REQUIREMENT — Below are some entries. Repeat exactly the lines from the one with "Spot the safety" through the one with "Spot the large", and only those.

[Saved entries]
■ ■ ■ ■ ■ ■ ■

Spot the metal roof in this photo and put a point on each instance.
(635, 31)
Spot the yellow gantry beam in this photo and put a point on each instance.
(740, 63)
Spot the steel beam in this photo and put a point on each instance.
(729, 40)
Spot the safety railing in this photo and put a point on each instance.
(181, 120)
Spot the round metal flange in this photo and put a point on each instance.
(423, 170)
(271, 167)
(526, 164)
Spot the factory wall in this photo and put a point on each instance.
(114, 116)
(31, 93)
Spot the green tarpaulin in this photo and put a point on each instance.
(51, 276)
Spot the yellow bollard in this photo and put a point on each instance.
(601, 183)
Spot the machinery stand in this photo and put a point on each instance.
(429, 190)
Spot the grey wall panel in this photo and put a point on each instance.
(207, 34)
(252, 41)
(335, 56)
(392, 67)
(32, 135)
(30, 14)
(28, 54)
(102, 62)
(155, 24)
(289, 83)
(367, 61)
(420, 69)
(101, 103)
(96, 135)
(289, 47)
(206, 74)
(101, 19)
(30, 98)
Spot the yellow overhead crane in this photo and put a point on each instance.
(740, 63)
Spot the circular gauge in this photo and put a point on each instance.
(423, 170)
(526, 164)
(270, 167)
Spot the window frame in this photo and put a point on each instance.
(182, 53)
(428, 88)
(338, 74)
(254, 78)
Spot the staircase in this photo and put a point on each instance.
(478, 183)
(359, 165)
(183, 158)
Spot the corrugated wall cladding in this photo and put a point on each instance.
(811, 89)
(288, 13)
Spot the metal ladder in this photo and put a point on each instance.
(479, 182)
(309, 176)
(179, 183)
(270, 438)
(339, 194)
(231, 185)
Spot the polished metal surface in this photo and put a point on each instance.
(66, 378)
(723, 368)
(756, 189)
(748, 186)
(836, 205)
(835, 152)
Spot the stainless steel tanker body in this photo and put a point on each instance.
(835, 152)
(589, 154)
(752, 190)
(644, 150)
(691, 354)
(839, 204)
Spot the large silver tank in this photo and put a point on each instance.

■ ■ ■ ■ ■ ■ ■

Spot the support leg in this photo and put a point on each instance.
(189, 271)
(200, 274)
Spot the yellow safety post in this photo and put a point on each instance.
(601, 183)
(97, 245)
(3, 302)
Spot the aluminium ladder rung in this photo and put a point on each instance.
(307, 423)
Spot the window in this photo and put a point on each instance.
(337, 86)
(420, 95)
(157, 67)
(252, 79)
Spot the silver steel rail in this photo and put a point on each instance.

■ ■ ■ ■ ■ ■ ■

ANSWER SECTION —
Spot the safety railing in this photo and put a point on each instance.
(181, 120)
Spot the round metal flange in this photo and put a point on each instance.
(423, 170)
(271, 167)
(526, 164)
Spot the factory wall in this photo and put a point on each instance.
(114, 116)
(31, 93)
Spot the green tarpaulin in this photo and put a point on each instance.
(51, 276)
Spot the yellow bollard in this photo and put a point on each instance.
(601, 183)
Spot the machinery stand in this photo and put a point on each instance.
(429, 190)
Spot the grey wall panel in this photo and put a point on each instance.
(207, 34)
(252, 41)
(335, 56)
(392, 67)
(32, 135)
(30, 14)
(28, 54)
(102, 62)
(155, 24)
(289, 83)
(367, 61)
(420, 69)
(101, 103)
(96, 135)
(289, 47)
(206, 74)
(101, 19)
(30, 98)
Spot the yellow overhead crane in this photo and put a point on each instance.
(740, 63)
Spot the circular gauge in this photo and put a point on each instance.
(423, 170)
(526, 164)
(270, 167)
Spot the window frame in this photo and put a point on each instance.
(182, 53)
(428, 88)
(338, 74)
(254, 78)
Spot the staircase in this photo and put a point on each instance.
(478, 183)
(359, 165)
(183, 158)
Spot the corrugated wall cladding in this photo and put a point on each instance.
(811, 89)
(288, 13)
Spot the metal ladder in this photo and put a point on each instance.
(479, 182)
(309, 176)
(179, 183)
(270, 438)
(339, 194)
(231, 185)
Spot the polished metal surface in this photo and put a point on each instance.
(66, 378)
(723, 368)
(756, 189)
(748, 186)
(836, 205)
(835, 152)
Spot the stainless steel tanker body in this photo and put a point on each instance.
(835, 152)
(589, 154)
(752, 190)
(644, 150)
(691, 354)
(839, 204)
Spot the large silver tank in this photo and put a point on each instance.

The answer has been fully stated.